Segmentation labeling items
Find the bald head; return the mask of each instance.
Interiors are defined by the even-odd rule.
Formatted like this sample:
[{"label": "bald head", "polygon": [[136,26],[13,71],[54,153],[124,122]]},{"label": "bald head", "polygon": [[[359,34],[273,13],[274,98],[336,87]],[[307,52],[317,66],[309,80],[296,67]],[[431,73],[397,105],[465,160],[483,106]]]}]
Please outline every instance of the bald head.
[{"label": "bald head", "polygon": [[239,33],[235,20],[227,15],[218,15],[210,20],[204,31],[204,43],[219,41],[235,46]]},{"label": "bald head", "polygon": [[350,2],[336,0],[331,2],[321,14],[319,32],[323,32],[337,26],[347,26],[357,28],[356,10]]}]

---

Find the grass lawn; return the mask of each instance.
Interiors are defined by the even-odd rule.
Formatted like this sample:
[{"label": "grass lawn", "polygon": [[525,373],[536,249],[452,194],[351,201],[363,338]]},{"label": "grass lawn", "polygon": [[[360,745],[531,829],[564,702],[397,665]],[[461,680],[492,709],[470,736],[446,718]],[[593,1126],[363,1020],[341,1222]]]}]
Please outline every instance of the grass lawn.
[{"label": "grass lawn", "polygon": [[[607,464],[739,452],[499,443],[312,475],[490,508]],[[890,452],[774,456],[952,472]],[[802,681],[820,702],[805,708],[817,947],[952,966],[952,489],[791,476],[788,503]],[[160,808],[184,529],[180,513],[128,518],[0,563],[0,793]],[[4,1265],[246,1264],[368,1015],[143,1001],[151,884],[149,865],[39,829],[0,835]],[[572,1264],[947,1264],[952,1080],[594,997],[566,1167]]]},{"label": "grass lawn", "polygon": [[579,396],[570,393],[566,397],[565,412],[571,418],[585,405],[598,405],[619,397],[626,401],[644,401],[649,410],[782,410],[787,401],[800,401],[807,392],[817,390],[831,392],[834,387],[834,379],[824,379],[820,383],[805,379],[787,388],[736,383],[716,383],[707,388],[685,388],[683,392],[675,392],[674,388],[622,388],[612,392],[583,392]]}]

→ **EXERCISE OBJECTIVE**
Reproduce the records above verbatim, from the line with "Find the bald" up to and including the line with "Please outline every instance of the bald".

→ **ANSWER TO THIS EXERCISE**
Find the bald head; return the mask of each instance.
Interiors are defined by the even-odd rule.
Formatted like this sample:
[{"label": "bald head", "polygon": [[136,26],[13,71],[54,153],[124,122]]},{"label": "bald head", "polygon": [[[359,34],[273,13],[274,98],[336,87]],[[307,52],[317,66],[309,80],[296,67]],[[431,73],[397,105],[465,160],[483,106]]]}]
Please outline every instance of the bald head.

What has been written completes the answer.